Computerspiel "Assassin's Creed IV: Black Flag":Wertlose Kisten voller Gold

Assassin's Creed 4: Black Flag

PETA gefällt das gar nicht: In "Assassin's Creed IV" kann der Spieler auch auf Haifischjagd gehen.

(Foto: Screenshot: Ubisoft)

Leute ermorden, klar, aber auch Segeln oder Jagen: Das Computerspiel "Assassin's Creed IV: Black Flag" wirbt mit endlosen Möglichkeiten. Doch alles, was spektakulär aussieht, passiert fast von allein. In der populären Spielereihe sind mittlerweile selbst die versprochenen virtuellen Reichtümer bedeutungslos geworden.

# AUFGABENSTELLUNG
Beantworte die folgenden Fragen mithilfe des Lesetexts über das Computerspiel:
(a) Worauf kann der Spieler laut der Bildunterschrift auch gehen, was PETA nicht gefällt?
(b) Welche zwei Tätigkeiten nennt der Lesetext neben dem Ermorden von Leuten?
(c) Was ist in der Spielereihe mittlerweile bedeutungslos geworden?

Einträge zum Zeigen und Beschriften:
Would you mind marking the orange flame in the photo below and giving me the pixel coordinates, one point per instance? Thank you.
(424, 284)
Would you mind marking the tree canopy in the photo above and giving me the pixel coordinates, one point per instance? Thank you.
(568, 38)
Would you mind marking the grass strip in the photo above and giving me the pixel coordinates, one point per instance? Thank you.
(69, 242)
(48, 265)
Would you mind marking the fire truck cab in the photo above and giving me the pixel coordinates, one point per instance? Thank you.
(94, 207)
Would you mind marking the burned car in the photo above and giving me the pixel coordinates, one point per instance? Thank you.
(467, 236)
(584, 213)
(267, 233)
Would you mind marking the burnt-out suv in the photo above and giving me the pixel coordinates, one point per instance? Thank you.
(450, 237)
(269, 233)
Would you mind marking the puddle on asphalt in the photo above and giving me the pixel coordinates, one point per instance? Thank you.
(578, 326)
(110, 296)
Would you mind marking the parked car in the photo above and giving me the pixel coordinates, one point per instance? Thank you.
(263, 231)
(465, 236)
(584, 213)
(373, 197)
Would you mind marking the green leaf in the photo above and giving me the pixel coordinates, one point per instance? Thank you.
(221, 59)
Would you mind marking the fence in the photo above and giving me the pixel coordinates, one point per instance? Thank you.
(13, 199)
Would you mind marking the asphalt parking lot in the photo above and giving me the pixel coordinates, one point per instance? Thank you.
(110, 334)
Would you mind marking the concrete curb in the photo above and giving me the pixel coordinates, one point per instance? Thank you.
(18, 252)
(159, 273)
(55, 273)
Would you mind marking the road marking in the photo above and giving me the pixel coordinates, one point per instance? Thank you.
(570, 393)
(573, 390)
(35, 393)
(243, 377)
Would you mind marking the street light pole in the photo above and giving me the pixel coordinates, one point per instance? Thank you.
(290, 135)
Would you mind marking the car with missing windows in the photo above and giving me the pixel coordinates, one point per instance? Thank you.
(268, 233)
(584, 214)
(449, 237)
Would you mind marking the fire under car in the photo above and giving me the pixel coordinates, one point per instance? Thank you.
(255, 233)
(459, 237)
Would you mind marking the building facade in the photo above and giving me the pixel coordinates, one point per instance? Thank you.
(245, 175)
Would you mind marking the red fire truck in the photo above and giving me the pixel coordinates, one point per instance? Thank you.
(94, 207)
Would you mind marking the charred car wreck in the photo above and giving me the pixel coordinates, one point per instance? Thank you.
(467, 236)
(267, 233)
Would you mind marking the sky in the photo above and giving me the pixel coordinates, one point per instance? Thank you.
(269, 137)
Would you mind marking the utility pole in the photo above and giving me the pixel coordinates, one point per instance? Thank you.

# VOLLSTÄNDIGE LÖSUNG
(a) Auf Haifischjagd.
(b) Segeln und Jagen.
(c) Die versprochenen virtuellen Reichtümer.